#### SHORT PROBLEM:
Pull out each line of the items below that contains the word "every". Matching is case-sensitive.

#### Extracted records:
╔══
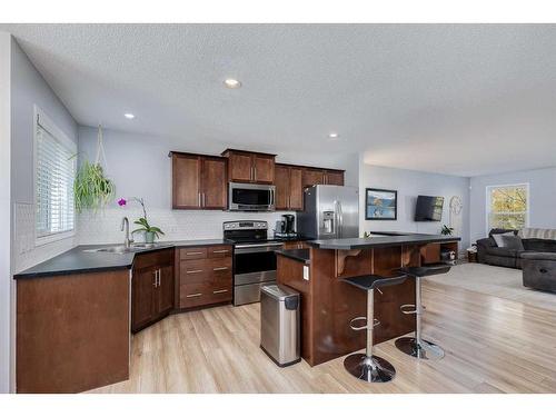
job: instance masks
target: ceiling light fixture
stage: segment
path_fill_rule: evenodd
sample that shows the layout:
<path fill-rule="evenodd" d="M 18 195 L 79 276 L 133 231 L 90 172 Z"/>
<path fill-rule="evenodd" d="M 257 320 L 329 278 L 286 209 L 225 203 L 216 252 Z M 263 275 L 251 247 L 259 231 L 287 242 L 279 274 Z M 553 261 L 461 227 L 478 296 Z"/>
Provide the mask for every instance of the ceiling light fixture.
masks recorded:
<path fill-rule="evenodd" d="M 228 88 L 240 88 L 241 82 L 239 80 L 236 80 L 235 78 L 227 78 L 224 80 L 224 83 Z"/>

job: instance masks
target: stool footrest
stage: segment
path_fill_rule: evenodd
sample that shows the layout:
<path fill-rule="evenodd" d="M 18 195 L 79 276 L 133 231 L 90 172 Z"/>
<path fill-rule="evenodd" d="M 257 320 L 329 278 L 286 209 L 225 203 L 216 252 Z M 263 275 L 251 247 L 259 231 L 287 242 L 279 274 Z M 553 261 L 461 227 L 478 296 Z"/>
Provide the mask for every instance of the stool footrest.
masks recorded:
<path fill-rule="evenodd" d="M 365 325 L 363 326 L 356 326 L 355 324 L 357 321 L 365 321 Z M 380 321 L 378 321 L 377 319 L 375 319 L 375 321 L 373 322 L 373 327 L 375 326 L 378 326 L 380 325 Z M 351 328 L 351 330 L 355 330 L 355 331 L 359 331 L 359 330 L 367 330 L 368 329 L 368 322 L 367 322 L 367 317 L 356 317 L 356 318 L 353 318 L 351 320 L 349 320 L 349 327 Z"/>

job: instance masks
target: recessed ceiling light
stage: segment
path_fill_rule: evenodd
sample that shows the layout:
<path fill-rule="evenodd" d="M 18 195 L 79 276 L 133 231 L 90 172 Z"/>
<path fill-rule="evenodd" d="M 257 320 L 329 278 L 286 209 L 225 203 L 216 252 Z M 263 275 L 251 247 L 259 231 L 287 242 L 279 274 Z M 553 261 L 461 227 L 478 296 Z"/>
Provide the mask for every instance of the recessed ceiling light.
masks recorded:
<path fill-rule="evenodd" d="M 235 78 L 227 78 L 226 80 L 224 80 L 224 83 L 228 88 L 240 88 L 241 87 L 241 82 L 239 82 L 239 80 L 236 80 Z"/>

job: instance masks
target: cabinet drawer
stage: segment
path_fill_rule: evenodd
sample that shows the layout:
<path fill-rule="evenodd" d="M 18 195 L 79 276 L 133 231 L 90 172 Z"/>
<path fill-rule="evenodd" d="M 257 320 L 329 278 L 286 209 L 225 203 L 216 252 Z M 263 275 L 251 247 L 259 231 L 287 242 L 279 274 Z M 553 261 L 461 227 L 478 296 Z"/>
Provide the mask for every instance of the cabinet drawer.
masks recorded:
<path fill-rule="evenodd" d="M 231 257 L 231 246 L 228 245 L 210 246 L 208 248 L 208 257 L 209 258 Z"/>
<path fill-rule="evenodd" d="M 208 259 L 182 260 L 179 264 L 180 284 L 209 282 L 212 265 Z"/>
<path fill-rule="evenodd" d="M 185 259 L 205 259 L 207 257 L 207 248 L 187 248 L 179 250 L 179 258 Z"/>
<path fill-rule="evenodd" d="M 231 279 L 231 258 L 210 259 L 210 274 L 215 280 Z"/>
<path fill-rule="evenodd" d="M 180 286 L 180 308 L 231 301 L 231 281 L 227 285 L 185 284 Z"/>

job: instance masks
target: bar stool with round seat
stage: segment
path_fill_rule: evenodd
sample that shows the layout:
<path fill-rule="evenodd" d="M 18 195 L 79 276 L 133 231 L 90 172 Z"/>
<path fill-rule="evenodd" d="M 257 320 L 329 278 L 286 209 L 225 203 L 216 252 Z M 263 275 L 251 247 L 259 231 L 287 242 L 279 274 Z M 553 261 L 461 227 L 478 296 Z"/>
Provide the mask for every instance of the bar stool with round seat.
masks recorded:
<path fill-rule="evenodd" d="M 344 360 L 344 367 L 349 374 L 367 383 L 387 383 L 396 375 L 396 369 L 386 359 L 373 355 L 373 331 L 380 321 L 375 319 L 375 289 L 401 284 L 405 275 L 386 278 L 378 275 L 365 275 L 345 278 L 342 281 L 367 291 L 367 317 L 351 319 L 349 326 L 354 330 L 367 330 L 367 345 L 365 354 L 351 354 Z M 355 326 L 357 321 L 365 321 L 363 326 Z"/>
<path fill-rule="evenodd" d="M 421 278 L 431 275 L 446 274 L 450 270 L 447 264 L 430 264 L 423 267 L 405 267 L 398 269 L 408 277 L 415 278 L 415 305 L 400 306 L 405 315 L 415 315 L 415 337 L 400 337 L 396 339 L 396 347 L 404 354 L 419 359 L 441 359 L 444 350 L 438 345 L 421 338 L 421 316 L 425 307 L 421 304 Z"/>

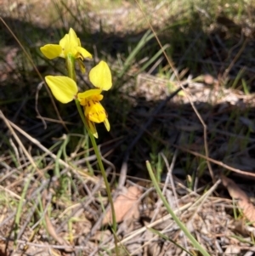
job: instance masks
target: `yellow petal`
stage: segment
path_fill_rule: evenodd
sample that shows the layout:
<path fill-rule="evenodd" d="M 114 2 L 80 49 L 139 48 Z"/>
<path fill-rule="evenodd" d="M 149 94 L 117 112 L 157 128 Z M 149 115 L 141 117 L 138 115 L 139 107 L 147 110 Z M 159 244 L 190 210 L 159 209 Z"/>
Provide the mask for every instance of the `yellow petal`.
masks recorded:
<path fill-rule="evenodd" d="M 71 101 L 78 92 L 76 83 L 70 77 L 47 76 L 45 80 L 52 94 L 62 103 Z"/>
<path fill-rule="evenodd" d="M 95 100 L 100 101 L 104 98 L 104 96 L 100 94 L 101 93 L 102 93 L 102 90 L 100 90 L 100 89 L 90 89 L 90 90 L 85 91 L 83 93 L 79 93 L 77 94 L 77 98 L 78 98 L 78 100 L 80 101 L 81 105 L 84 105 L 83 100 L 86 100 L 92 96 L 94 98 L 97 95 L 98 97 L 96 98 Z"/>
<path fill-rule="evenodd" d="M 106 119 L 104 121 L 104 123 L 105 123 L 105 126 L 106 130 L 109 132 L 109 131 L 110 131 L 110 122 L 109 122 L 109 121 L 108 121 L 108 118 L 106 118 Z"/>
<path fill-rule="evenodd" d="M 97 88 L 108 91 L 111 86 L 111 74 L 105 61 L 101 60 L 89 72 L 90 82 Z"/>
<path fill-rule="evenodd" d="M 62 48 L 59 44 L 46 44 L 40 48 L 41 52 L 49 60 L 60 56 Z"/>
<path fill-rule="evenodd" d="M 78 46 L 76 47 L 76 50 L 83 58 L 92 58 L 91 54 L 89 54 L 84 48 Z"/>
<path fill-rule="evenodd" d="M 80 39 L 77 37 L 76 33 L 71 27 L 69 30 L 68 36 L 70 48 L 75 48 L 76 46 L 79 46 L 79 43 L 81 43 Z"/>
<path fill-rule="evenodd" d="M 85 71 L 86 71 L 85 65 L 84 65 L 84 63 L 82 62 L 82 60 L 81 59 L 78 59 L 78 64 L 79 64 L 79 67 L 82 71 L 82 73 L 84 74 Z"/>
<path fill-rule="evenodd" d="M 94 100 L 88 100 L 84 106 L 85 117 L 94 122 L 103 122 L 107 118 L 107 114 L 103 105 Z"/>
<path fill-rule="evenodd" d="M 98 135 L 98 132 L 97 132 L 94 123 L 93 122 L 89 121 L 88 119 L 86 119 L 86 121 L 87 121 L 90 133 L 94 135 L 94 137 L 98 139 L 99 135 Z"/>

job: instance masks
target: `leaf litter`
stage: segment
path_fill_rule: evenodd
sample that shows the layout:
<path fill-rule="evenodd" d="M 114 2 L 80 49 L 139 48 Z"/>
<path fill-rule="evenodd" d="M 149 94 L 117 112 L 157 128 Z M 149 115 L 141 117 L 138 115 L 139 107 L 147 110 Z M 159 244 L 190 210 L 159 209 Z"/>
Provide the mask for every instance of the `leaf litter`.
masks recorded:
╚══
#### SOLUTION TO THIS PROBLEM:
Provide the mask for every instance of the ceiling light fixture.
Provide the mask for every instance of the stool footrest.
Provide the mask for every instance of the recessed ceiling light.
Provide the mask for every instance of the cabinet drawer.
Provide the mask for every instance of the bar stool with round seat.
Provide the mask for every instance of the `yellow petal`.
Provide the mask for every instance of the `leaf litter`.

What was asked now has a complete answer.